**Passage shown**
>>>
Lobbyists and employers of lobbyists will be affected by new standards of hospitality, permissible political activity, and preferential treatment.
Greater flexibility in hosting receptions, a prohibition of lobbying extended family members, and new restrictions on lobbyists who engage in political activity are among the features of new guidance to lobbyists issued on April 2, 2019. Canada's Commissioner of Lobbying, Nancy Bélanger, has updated the basis on which she will interpret and apply the federal Lobbyists' Code of Conduct. The new guidance replaces the previous guidance issued in December 2015.
The new guidance relates to the rules on lobbyists' relationships with public office holders (also called "preferential access") (Rules 7 and 8), political activity (Rule 9) and gifts and hospitality (Rule 10).
A summary of the most important developments is as follows:
Gifts and Hospitality
- The guidance confirms the long-standing Fasken advice that it is appropriate to provide a meal to a public office holder who is a speaker or moderator at an event.
- It also confirms the Fasken advice that it is appropriate to provide a meal or refreshments, of minimal value, during a working meeting (e.g., salad or sandwiches).
<<<
**Extracted information**
>>>
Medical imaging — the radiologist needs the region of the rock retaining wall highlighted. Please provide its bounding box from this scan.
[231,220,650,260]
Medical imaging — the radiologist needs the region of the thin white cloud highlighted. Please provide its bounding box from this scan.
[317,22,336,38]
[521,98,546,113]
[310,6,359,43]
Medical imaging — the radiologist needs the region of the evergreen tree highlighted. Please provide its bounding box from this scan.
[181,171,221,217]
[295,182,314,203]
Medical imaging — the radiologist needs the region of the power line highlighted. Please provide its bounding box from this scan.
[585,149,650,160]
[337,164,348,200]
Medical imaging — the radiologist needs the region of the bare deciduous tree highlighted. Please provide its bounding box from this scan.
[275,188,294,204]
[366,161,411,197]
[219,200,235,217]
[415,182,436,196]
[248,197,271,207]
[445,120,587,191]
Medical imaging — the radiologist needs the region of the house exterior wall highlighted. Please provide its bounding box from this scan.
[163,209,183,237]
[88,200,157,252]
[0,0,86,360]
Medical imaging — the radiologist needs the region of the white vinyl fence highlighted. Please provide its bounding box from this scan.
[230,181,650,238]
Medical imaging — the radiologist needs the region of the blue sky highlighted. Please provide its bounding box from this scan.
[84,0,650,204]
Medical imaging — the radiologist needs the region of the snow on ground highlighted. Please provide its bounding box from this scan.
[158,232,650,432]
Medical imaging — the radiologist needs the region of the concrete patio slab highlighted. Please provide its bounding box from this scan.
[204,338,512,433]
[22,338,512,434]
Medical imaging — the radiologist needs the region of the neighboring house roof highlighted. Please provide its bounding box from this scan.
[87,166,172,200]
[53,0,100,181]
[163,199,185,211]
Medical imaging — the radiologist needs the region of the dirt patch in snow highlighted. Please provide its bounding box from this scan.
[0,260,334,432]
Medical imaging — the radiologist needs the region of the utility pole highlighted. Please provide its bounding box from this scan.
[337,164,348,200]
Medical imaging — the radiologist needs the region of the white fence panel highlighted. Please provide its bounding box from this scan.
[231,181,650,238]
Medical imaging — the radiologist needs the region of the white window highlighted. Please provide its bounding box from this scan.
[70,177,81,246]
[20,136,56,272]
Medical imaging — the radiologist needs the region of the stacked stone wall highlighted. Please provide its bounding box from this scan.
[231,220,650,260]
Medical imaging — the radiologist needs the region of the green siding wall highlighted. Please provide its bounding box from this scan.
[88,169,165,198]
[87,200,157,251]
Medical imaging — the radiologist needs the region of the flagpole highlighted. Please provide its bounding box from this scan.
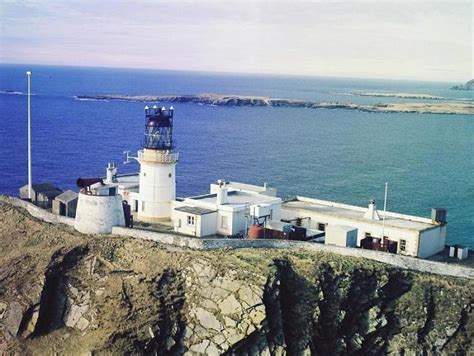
[382,182,388,244]
[26,71,33,201]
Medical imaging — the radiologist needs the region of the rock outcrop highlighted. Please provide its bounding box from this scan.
[0,202,474,355]
[76,94,474,115]
[451,79,474,90]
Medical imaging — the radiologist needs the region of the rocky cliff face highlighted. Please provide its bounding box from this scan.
[0,203,474,355]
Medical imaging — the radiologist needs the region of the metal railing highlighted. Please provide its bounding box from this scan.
[138,150,179,163]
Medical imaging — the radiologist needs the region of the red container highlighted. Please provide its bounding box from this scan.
[249,225,264,240]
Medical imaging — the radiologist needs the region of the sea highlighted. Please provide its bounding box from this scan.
[0,64,474,248]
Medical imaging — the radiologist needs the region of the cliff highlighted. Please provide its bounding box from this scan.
[451,79,474,90]
[76,93,474,115]
[0,202,474,355]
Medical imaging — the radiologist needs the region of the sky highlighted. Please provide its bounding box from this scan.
[0,0,474,82]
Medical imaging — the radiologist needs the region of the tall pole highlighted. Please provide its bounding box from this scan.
[382,182,388,243]
[26,71,33,201]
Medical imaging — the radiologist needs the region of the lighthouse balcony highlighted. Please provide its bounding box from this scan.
[138,149,179,163]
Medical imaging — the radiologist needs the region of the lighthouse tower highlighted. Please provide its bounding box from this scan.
[137,106,178,222]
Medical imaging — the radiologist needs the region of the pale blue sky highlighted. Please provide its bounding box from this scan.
[0,0,473,82]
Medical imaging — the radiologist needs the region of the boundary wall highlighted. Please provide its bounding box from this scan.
[0,196,474,279]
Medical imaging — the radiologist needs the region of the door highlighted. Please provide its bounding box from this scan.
[59,202,66,216]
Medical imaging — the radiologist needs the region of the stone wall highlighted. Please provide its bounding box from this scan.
[0,196,74,226]
[0,196,474,279]
[112,227,474,279]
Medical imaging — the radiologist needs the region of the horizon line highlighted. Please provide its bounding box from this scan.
[0,62,466,84]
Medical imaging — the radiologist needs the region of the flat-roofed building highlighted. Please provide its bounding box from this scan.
[20,183,63,209]
[281,196,447,258]
[52,190,78,218]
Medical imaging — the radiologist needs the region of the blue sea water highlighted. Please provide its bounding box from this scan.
[0,65,474,248]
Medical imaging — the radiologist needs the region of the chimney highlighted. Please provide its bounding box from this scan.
[364,199,380,220]
[217,179,228,205]
[105,162,117,184]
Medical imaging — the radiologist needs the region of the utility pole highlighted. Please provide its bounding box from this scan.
[382,182,388,244]
[26,71,33,202]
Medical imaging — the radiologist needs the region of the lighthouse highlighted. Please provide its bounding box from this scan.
[137,105,178,222]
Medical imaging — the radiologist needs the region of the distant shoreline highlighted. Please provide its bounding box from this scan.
[75,94,474,115]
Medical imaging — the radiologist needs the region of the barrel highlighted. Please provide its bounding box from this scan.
[249,224,264,240]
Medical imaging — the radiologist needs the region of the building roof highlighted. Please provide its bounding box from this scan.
[55,190,77,203]
[174,205,216,215]
[213,182,275,193]
[186,190,280,206]
[282,197,437,231]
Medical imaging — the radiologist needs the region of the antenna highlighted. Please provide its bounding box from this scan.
[382,182,388,244]
[26,70,33,202]
[123,151,138,164]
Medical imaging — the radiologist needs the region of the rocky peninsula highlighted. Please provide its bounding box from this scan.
[347,92,446,100]
[451,79,474,90]
[76,94,474,115]
[0,200,474,355]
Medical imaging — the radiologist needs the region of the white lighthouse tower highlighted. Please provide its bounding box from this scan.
[137,106,178,222]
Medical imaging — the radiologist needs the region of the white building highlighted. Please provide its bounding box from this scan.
[74,178,125,234]
[172,181,282,237]
[281,196,447,258]
[71,106,446,258]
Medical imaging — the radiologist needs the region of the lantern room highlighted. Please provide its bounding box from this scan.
[142,105,174,150]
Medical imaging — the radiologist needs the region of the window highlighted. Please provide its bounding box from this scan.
[400,239,407,252]
[221,216,227,229]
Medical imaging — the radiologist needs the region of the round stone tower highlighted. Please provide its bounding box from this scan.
[137,106,178,222]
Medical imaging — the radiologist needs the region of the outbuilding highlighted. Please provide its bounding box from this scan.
[53,190,78,218]
[281,196,447,258]
[20,183,63,209]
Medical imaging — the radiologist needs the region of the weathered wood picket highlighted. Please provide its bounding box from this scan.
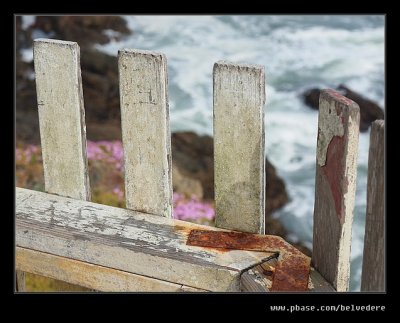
[16,39,384,292]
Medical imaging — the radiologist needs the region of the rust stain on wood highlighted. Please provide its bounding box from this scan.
[186,230,311,291]
[322,136,346,224]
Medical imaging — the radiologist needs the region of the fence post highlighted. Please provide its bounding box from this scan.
[361,120,385,292]
[312,90,360,291]
[213,61,265,234]
[17,39,91,294]
[118,49,172,218]
[33,39,90,201]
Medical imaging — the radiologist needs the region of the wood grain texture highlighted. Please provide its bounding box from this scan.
[214,61,265,234]
[118,49,172,218]
[16,188,272,291]
[33,39,90,200]
[312,90,360,291]
[241,258,335,293]
[16,248,203,292]
[15,267,26,292]
[361,120,385,292]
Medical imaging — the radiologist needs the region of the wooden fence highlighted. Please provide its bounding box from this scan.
[16,39,384,291]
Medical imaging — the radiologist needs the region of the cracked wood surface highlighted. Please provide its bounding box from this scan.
[213,61,265,234]
[312,90,360,291]
[361,120,386,292]
[118,49,172,218]
[16,188,273,291]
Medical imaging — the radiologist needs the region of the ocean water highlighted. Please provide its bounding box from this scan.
[101,15,385,291]
[25,15,385,291]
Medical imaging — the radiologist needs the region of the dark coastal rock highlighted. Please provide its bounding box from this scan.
[171,132,289,217]
[16,16,130,144]
[303,84,384,131]
[16,16,302,254]
[32,16,131,48]
[337,84,385,131]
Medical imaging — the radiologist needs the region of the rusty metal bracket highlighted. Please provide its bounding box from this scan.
[186,230,311,291]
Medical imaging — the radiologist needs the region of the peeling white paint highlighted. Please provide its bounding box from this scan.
[317,100,344,166]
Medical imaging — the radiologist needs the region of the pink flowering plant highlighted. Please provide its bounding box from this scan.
[15,140,215,225]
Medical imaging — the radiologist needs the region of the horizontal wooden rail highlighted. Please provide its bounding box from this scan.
[16,188,329,291]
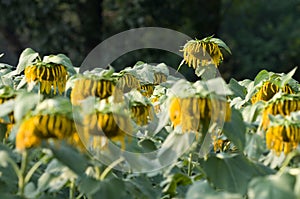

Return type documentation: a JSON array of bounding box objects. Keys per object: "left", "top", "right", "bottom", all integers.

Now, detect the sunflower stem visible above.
[
  {"left": 278, "top": 151, "right": 300, "bottom": 174},
  {"left": 188, "top": 152, "right": 193, "bottom": 176},
  {"left": 69, "top": 179, "right": 75, "bottom": 199},
  {"left": 24, "top": 156, "right": 48, "bottom": 184},
  {"left": 18, "top": 150, "right": 28, "bottom": 197}
]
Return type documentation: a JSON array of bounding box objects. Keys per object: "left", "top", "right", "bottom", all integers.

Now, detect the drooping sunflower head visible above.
[
  {"left": 251, "top": 81, "right": 295, "bottom": 104},
  {"left": 261, "top": 94, "right": 300, "bottom": 129},
  {"left": 130, "top": 104, "right": 154, "bottom": 125},
  {"left": 71, "top": 76, "right": 115, "bottom": 105},
  {"left": 83, "top": 111, "right": 133, "bottom": 149},
  {"left": 116, "top": 73, "right": 140, "bottom": 93},
  {"left": 16, "top": 114, "right": 76, "bottom": 150},
  {"left": 169, "top": 97, "right": 231, "bottom": 132},
  {"left": 154, "top": 72, "right": 167, "bottom": 84},
  {"left": 182, "top": 37, "right": 230, "bottom": 69},
  {"left": 24, "top": 62, "right": 68, "bottom": 94},
  {"left": 139, "top": 84, "right": 154, "bottom": 97}
]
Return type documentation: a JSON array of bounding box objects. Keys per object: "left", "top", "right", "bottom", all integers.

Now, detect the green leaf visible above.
[
  {"left": 43, "top": 54, "right": 76, "bottom": 74},
  {"left": 163, "top": 173, "right": 192, "bottom": 196},
  {"left": 0, "top": 99, "right": 15, "bottom": 117},
  {"left": 280, "top": 67, "right": 297, "bottom": 88},
  {"left": 50, "top": 143, "right": 88, "bottom": 175},
  {"left": 16, "top": 48, "right": 39, "bottom": 74},
  {"left": 223, "top": 108, "right": 246, "bottom": 151},
  {"left": 201, "top": 154, "right": 272, "bottom": 194},
  {"left": 36, "top": 159, "right": 76, "bottom": 193},
  {"left": 205, "top": 77, "right": 232, "bottom": 95},
  {"left": 14, "top": 93, "right": 40, "bottom": 121},
  {"left": 254, "top": 70, "right": 270, "bottom": 86},
  {"left": 125, "top": 174, "right": 161, "bottom": 199},
  {"left": 158, "top": 132, "right": 195, "bottom": 165},
  {"left": 91, "top": 178, "right": 126, "bottom": 199},
  {"left": 228, "top": 78, "right": 247, "bottom": 99},
  {"left": 185, "top": 181, "right": 243, "bottom": 199},
  {"left": 248, "top": 174, "right": 296, "bottom": 199},
  {"left": 78, "top": 176, "right": 100, "bottom": 196},
  {"left": 244, "top": 133, "right": 266, "bottom": 161}
]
<<<
**Tasks to perform**
- A) Decide whether each statement below agrees with the passage on the new federal lobbying guidance. Answer yes or no for each, and quote the deciding words of the passage exactly. (i) The new guidance was issued on April 2, 2019. (ii) The new guidance supplements, rather than replaces, the guidance issued in December 2015. (iii) The guidance permits a meal to be provided to a public office holder who is a speaker or moderator at an event.
- B) Extend the passage on the new federal lobbying guidance, beginning after its last sentence and carrying on its summary of developments.

**Exercise answers**
- A)
(i) Yes: "new guidance to lobbyists issued on April 2, 2019"
(ii) No: "The new guidance replaces the previous guidance issued in December 2015."
(iii) Yes: "it is appropriate to provide a meal to a public office holder who is a speaker or moderator at an event"

- B)
- Gone is the mention of receptions to which all MPs or Senators are invited and where no lobbying takes place. In its place is guidance that says receptions are to be judged on a case-by-case basis taking into account whether the value of the hospitality is "reasonable" and whether a public office holder would feel a sense of obligation to the host. In theory, lobbying could take place at the reception, and not everyone needs to be invited, though these are factors relevant to whether a sense of obligation is created.
- Promotional gifts of minimal value are permitted.
Political Activities by Lobbyists
- The cooling-off period (no lobbying) under Rule 9 is reduced from five years to "a full election cycle" (usually four years).
- The guidance divides political activities at risk of creating a sense of obligation in public office holders into "higher risk" and "lower risk" categories. Higher-risk political activity triggers the no-lobbying period. A lower-risk activity would not prohibit one from lobbying, unless it is frequent or is combined with multiple activities.
- The following activities, previously classified as at risk, are no longer listed: serving on the executive or board of directors of an electoral district association except as an officer; serving in a paid position on a campaign staff, except holding a strategic position or working in a so-called "war room"; and writing speeches
- Scrutineering for a candidate has been reclassified from "no risk" to "low risk".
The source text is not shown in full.